**** Extrait fourni
Le résultat de pareil travail ne pouvait qu'amener des témoignages éloquents dont nous donnons ici quelques aperçus.

Sur la base des critères de l'époque, les trois octaves de la voix (dont on exalte la rondeur, l'homogénéité et la douceur : « une voix ronde et sonore dans le grave et l'aigu aussi bien que dans le médium », écrit le grand chanteur Giulio Cesare Brancaccio au Duc de Ferrare Alfonso d'Este en décembre 1581) et la véritable virtuosité (« les autres ne font pas distinctement les notes, pas suffisamment pour être appelés virtuoses » Lodovico Zacconi, Prattica di Musica, Venezia 1592), le duc de Ferrare cherche une basse (voir sa lettre du 18 juin 1589) et il veut savoir si le chanteur « a une bonne voix, à l'émission douce, s'il chante avec goût, s'il a des dispositions à la virtuosité, quelles qualités possèdent son aigu et son grave ».
********
▸ Votre tâche
Répondez à ces questions d'après l'extrait fourni :
(a) À qui Giulio Cesare Brancaccio écrit-il, et à quelle date ?
(b) Quel ouvrage de Lodovico Zacconi est cité, avec quels lieu et année ?
(c) Que cherche le duc de Ferrare dans sa lettre du 18 juin 1589 ?
**** Données fournies
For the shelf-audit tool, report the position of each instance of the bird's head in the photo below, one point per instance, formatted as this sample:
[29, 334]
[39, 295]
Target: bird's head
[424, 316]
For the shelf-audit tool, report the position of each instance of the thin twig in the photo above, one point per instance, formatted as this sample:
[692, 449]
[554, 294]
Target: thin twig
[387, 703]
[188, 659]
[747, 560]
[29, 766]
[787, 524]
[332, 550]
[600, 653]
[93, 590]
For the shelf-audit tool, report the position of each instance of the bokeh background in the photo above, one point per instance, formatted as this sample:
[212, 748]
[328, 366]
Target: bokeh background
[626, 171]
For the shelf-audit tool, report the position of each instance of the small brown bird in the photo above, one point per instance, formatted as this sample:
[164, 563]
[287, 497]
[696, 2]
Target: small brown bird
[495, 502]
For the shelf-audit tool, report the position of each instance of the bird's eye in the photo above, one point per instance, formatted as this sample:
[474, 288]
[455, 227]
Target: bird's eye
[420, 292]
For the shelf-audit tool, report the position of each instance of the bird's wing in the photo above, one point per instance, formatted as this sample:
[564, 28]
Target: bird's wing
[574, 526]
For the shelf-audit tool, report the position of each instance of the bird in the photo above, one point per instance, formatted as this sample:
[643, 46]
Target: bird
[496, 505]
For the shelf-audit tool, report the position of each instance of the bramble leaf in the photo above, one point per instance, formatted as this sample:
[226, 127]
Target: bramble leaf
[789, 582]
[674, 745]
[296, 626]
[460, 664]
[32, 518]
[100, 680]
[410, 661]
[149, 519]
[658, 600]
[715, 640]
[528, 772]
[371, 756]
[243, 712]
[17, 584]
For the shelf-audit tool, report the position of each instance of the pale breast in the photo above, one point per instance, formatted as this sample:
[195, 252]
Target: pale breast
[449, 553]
********
**** Données fournies
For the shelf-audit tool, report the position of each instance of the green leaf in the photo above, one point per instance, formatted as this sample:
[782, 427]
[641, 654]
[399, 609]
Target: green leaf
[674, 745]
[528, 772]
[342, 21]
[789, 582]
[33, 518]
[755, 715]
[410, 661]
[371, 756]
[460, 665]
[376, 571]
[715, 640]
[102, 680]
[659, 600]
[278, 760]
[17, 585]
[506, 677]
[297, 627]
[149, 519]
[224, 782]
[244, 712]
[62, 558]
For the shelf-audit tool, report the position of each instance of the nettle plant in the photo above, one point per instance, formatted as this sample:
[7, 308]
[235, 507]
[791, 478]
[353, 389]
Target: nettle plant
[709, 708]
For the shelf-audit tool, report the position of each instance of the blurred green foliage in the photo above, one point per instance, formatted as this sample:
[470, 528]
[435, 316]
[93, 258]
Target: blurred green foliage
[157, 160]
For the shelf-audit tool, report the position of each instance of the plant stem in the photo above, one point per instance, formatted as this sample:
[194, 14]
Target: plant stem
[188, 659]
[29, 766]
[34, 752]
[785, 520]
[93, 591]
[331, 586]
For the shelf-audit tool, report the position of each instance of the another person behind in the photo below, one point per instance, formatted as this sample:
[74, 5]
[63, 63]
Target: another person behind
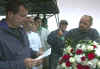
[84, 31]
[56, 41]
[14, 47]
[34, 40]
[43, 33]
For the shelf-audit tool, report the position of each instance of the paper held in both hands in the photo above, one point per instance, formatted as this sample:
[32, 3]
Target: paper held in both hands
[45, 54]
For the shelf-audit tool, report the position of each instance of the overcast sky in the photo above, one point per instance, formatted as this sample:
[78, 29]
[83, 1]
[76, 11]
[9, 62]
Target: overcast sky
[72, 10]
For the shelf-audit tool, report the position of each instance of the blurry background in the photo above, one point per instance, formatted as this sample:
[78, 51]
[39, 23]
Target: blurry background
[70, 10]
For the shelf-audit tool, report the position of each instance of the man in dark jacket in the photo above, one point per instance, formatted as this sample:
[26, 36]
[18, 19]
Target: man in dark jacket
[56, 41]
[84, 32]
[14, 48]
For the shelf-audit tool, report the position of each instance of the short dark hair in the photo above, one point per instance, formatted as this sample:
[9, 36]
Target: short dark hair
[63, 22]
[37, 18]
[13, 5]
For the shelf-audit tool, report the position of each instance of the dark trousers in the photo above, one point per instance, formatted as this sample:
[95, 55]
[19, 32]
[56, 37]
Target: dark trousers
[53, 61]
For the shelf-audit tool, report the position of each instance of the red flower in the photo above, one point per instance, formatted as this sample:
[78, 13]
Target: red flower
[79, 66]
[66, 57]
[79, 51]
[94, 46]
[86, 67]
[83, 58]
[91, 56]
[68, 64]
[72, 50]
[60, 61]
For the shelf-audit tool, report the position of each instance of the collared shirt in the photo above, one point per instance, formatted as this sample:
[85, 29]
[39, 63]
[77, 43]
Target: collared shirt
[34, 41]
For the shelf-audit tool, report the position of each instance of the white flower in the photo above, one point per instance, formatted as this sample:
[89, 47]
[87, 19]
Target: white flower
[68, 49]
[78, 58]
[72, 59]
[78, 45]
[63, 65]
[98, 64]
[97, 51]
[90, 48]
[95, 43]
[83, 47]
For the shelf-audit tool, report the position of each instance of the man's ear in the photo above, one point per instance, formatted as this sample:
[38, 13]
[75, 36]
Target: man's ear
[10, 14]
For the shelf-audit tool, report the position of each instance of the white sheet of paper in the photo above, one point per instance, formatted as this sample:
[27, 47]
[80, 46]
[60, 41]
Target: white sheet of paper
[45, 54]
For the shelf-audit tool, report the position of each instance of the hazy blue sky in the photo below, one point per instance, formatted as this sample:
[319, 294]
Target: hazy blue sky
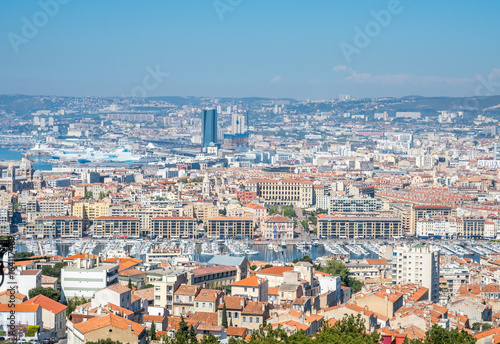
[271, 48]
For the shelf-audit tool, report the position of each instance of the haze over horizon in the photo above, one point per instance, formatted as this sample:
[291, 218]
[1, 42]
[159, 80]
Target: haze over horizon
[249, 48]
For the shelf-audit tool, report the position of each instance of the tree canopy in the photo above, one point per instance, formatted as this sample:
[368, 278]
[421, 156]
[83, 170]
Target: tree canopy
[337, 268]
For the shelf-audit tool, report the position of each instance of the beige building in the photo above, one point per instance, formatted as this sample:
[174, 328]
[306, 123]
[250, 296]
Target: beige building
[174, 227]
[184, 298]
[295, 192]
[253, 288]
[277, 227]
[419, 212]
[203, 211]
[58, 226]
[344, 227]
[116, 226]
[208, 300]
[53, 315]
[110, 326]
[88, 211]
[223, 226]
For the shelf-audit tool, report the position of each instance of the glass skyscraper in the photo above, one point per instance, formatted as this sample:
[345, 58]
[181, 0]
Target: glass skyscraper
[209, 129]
********
▸ Réponse au problème
(a) Au duc de Ferrare Alfonso d'Este, en décembre 1581.
(b) Prattica di Musica, Venezia 1592.
(c) Une basse.